*Supplied text:*
[BEGIN]
There’s perhaps a reason why mobile masts and boxes aren’t overtly shown – in my view, much could be done to improve their urban presence. But picturing technology as an ominous urban forcefield can’t do much for public engagement either, particularly when it comes to connecting with those sceptical of big data, 5G and most recently, the idea of the 15-minute city. What’s more, the sophisticated new AI imaging tools we have at our disposal may just generate more of the same. As these models learn from existing visual references, we could find ourselves bathed in binary, in an echo chamber of ever more clichéd imagery.
But it’s easy to grumble. What should we be trying to show instead? I think we should be focusing on the outcome, on what we anticipate a new service or solution could deliver. Not to oversell it, but to illustrate what it’s supposed to do. If we’re looking at the potential impacts of some of our IoT, electrification or connectivity projects, for example, the picture is very different.
It might just look like a child doing their homework, or streaming a game. It could mean interviewing for a job without the screen freezing awkwardly. It might be the quiet rounds of an electric bin lorry, a safe journey home from a night out in a shared mobility service, or a new way to gather a community’s views on local issues. Or it could be a lifeline – a health alarm, a home free of mould and damp, an accessible link to vital services. Technology touches so many aspects of life, from the mundane to the extraordinary, and it is these human interactions that DG Cities is most interested in.
So, when we’re choosing an image for our own communications, we’re going to try not to default to the industry standard. No more retro futuristic webs of light, because for DG Cities, the future of the smart city is about people – and understanding what technology can do to make their lives better. Even if that really looks like a box in a cupboard.
[END]
*Challenges:*
**A)** In the passage on smart city imagery, what does DG Cities say the future of the smart city is about?
**B)** Reproduce verbatim the part of the passage on smart city imagery that opens with the words containing "So, when we’re" and closes with "in a cupboard.".
**C)** Translate this sentence from the passage on smart city imagery into Spanish: "It could mean interviewing for a job without the screen freezing awkwardly."

Records from a data collection
[BEGIN]
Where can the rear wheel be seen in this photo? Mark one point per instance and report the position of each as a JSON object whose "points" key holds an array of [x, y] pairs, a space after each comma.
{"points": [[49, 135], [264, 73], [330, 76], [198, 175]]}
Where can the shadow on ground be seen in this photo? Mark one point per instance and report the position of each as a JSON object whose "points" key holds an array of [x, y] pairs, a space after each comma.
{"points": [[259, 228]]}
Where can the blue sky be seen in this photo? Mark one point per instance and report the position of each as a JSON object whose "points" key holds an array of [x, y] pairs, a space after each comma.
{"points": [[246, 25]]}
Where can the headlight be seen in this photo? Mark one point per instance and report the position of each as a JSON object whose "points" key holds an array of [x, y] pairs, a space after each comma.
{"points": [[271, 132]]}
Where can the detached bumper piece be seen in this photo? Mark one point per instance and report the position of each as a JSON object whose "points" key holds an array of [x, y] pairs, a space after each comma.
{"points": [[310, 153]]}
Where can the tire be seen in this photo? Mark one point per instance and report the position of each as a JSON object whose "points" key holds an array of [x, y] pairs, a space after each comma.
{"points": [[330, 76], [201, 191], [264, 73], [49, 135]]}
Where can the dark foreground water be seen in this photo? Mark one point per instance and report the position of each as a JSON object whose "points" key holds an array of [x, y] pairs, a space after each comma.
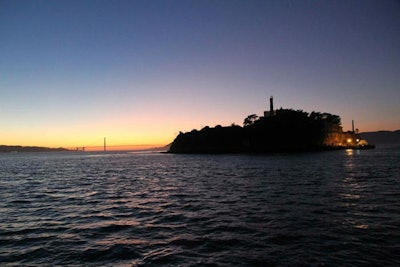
[END]
*Per-task answers:*
**A)** It is about people and understanding what technology can do to make their lives better.

**B)**
So, when we’re choosing an image for our own communications, we’re going to try not to default to the industry standard. No more retro futuristic webs of light, because for DG Cities, the future of the smart city is about people – and understanding what technology can do to make their lives better. Even if that really looks like a box in a cupboard.

**C)** Podría significar hacer una entrevista de trabajo sin que la pantalla se congele de forma incómoda.